Pick out each line in the records below that contains the word "people", and copy those lines in full. Match case exactly.

• _DATA RECORDS_:
· · · · · · ·

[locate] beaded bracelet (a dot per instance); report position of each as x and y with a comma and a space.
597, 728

· · · · · · ·

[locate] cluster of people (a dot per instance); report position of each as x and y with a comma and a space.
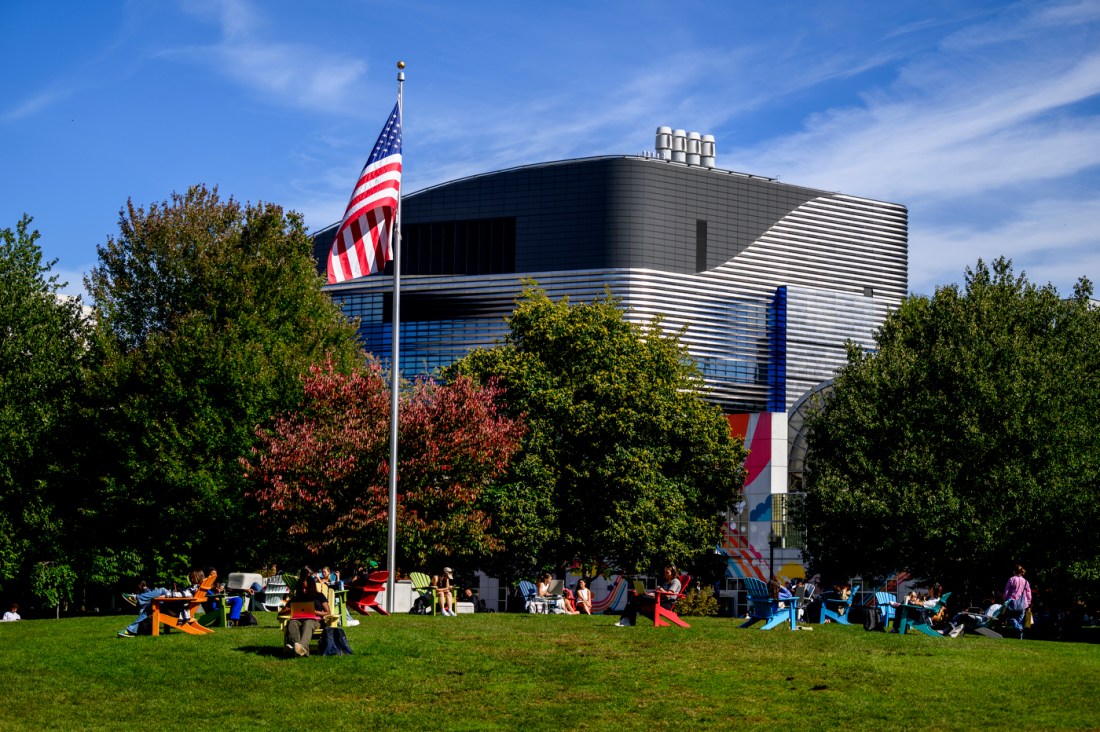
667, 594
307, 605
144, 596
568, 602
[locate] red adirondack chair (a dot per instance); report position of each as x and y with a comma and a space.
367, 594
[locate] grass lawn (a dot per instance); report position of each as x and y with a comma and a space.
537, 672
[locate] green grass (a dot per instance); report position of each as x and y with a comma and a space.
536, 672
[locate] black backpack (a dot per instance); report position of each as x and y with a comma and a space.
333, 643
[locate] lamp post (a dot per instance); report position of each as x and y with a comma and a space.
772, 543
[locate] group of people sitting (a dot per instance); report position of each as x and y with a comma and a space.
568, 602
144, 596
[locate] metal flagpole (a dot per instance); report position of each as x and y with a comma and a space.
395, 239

· · · · · · ·

• _FULL SOLUTION_:
[locate] cluster of people (a dot per instance); report position of each as x and y with a comma and a space.
[locate] group of people sitting (a dot per instance); report position of each as x and y with a comma and a space.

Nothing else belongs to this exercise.